→ EXERCISE
Copy the entries below verbatim, beginning at the line that contains "Could you point out the grass" and ending after the line that contains "column 969, row 744".

→ ENTRIES

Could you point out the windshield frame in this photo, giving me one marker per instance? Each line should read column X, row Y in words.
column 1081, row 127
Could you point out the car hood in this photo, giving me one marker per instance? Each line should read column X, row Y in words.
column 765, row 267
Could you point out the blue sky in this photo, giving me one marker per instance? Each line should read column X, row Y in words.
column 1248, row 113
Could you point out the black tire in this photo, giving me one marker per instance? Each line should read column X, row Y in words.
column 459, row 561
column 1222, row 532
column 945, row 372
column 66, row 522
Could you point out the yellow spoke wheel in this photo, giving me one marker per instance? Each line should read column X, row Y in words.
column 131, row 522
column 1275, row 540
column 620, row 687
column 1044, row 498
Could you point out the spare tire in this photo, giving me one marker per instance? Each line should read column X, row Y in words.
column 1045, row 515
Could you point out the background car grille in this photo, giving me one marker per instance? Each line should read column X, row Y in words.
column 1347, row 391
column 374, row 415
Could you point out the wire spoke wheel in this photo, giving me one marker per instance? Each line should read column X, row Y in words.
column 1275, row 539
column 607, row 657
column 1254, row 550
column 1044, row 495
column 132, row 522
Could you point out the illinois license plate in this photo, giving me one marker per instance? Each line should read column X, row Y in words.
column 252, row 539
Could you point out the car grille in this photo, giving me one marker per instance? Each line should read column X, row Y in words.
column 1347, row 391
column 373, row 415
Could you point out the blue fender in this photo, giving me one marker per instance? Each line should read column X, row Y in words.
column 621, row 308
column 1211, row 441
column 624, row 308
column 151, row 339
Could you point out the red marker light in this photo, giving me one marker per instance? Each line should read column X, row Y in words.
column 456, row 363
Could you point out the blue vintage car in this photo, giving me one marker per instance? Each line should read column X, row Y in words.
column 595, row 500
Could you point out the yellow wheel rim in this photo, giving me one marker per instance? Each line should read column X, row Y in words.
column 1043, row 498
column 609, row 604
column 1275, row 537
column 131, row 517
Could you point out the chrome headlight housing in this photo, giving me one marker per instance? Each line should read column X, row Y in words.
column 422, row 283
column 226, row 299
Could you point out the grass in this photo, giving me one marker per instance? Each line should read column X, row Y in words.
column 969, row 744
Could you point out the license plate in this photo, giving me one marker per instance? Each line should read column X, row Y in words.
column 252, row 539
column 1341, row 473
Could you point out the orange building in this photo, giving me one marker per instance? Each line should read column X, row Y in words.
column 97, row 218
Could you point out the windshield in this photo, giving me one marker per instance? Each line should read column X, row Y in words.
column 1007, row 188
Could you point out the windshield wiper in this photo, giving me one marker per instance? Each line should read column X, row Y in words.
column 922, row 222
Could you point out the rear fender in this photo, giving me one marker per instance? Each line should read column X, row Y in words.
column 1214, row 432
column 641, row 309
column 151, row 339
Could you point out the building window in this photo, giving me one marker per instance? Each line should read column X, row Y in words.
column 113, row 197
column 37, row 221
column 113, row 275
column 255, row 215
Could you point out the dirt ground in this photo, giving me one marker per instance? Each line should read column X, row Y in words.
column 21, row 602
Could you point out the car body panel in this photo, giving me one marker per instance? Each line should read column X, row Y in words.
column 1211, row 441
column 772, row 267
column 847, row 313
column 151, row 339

→ TASK RESULT
Could you point out the grass in this photo, giving me one marker per instance? Each line should read column X, row Y in words.
column 969, row 744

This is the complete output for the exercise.